CONSIGNES –
1/ Selon l'article sur le décret BEGES, quand le texte a-t-il paru au journal officiel du gouvernement ?
2/ Présentez sous forme de liste le paragraphe de l'article qui commence par « Le bilan GES réglementaire s'applique » en conservant ses faits principaux.
------ ARTICLE ------
Le nouveau décret BEGES rehausse les ambitions des structures privées et publiques en matière de comptabilisation de leurs émissions de gaz à effet de serre et d’actions de transition bas-carbone. Le texte publié au journal officiel du gouvernement le 1er juillet dernier vient apporter plusieurs modifications bienvenues, dont la prise en compte du scope 3 dans les calculs des entreprises concernées. Il montre cependant certaines limites, notamment dans l’inclusion des TPE et PME.
Le bilan GES réglementaire s’applique aux entreprises de plus de 500 salariés en Métropole et 250 salariés en Outre-Mer, aux collectivités de plus de 50 000 habitants, aux établissements publics de 250 agents et aux services de l’État. La loi française les oblige à publier tous les trois ans (tous les quatre ans pour les entreprises) un rapport détaillant leurs émissions de gaz à effet de serre directes et indirectes liées à la consommation d’électricité, de chaleur ou de vapeur (correspondant aux scopes 1 et 2). Ce calcul (d’une partie) de l’empreinte carbone s’accompagne d’un plan de transition qui précise les objectifs, en les quantifiant dans le temps, les moyens et les actions mises en place afin de réduire l’empreinte carbone de l’entité sur ses postes d’émission les plus significatifs.
------ DONNÉES FOURNIES ------
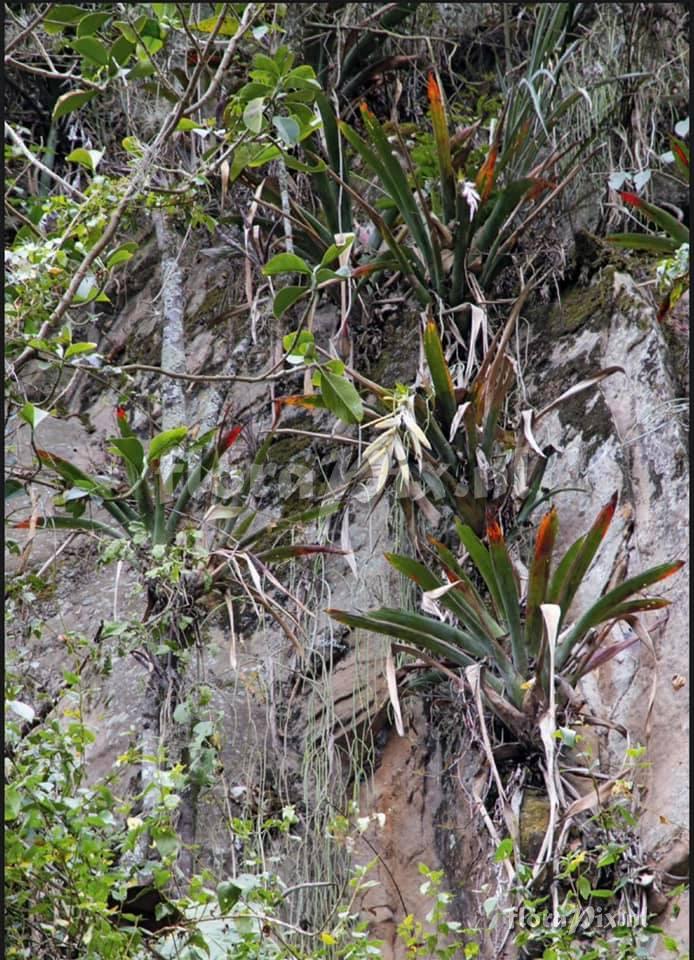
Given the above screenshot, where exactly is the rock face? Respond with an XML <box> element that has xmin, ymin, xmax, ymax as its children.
------
RÉPONSES ATTENDUES –
1/ Le 1er juillet dernier.

2/
- Entités soumises au bilan GES réglementaire :
  - entreprises de plus de 500 salariés en Métropole et de plus de 250 salariés en Outre-Mer ;
  - collectivités de plus de 50 000 habitants ;
  - établissements publics de 250 agents ;
  - services de l'État.
- Obligation légale : publier un rapport tous les trois ans (tous les quatre ans pour les entreprises).
- Contenu du rapport : émissions de gaz à effet de serre directes et indirectes liées à la consommation d'électricité, de chaleur ou de vapeur (scopes 1 et 2).
- Plan de transition associé :
  - objectifs quantifiés dans le temps ;
  - moyens et actions mis en place pour réduire l'empreinte carbone sur les postes d'émission les plus significatifs.